#### Extract

By Tim Devaney - 03/12/14 07:45 PM EDT
Sen. Joe Manchin (D-W.Va.) plans to introduce legislation in the coming days that would push back against the Food and Drug Administration (FDA) for approving a controversial prescription drug, his office confirmed Wednesday.
Manchin is working with several other senators on a bill that would target the FDA's approval process, after the agency gave the green light in October to Zohydro, which critics say is a highly-addictive and easily-abused painkiller.
The bill could be released as early as Thursday.
"Manchin's biggest concern is how Zohydro was approved and why it was even considered," an aide to Manchin told The Hill.
Pressure is mounting for the FDA to withdraw its approval of Zohydro.
Last month, Manchin and Sen. David Vitter (R-La.) began investigating claims that members of the pharmaceutical industry paid tens of thousands of dollars to meet with representatives from the FDA, which critics say could have potentially improperly influenced the agency's decision to approve Zohydro.
Manchin and Sen. Charles Schumer (D-N.Y.) each sent letters to Health and Human Services Secretary Kathleen Sebelius this month, calling on her to intervene and force the FDA to reverse its decision. She has jurisdiction over the agency.
In his letter, Manchin said the FDA "failed" in its duty to protect the public.

########

Tasks for this exercise:
1. Could you rewrite everything from "Last month, Manchin" down to "over the agency." in the Zohydro article, changing "Health and Human Services Secretary" to "HHS Secretary"?
2. Can you carry the Zohydro article on past its final sentence?
The data have nothing to do with the Zohydro article.

#### Provided data

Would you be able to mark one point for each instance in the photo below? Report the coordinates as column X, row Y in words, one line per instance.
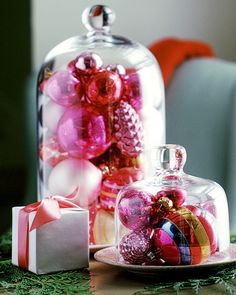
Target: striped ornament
column 183, row 237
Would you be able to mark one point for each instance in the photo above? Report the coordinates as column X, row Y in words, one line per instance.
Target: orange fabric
column 171, row 52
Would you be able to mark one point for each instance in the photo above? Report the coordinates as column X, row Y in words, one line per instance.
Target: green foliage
column 18, row 282
column 222, row 277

########

Solved tasks:
1.
Last month, Manchin and Sen. David Vitter (R-La.) began investigating claims that members of the pharmaceutical industry paid tens of thousands of dollars to meet with representatives from the FDA, which critics say could have potentially improperly influenced the agency's decision to approve Zohydro.
Manchin and Sen. Charles Schumer (D-N.Y.) each sent letters to HHS Secretary Kathleen Sebelius this month, calling on her to intervene and force the FDA to reverse its decision. She has jurisdiction over the agency.

2.
"Simply put, the FDA’s approval of Zohydro ER, in its current form, must be stopped before this dangerous drug is sold to the public," he told Sebelius.
Three Republican senators — Minority Leader Mitch McConnell (R-Ky.), Lamar Alexander (R-Tenn.), ranking member on the Health Committee, and Tom Coburn (R-Okla.) — and a group of doctors previously also sent letters to FDA Commissioner Margaret Hamburg expressing their disappointment with the agency's decision to approve Zohydro without any abuse-prevention measures.
Zohydro is the first FDA-approved drug that uses pure hydrocodone to treat chronic pain.
Other combination drugs mix hydrocodone with weaker, non-addictive painkillers such as aspirin to balance out the effects. But Zohydro contains up to 10 times as much hydrocodone as other combination drugs such as Vicodin, experts say.
The FDA approved Zohydro last October, contrary to the recommendation of one of its own advisory panels a year earlier, which warned against it because of the high levels of hydrocodone contained in the drug without any abuse-prevention measures.
Critics are concerned the FDA's decision could increase prescription drug overdose rates and lead to abuse of the painkiller.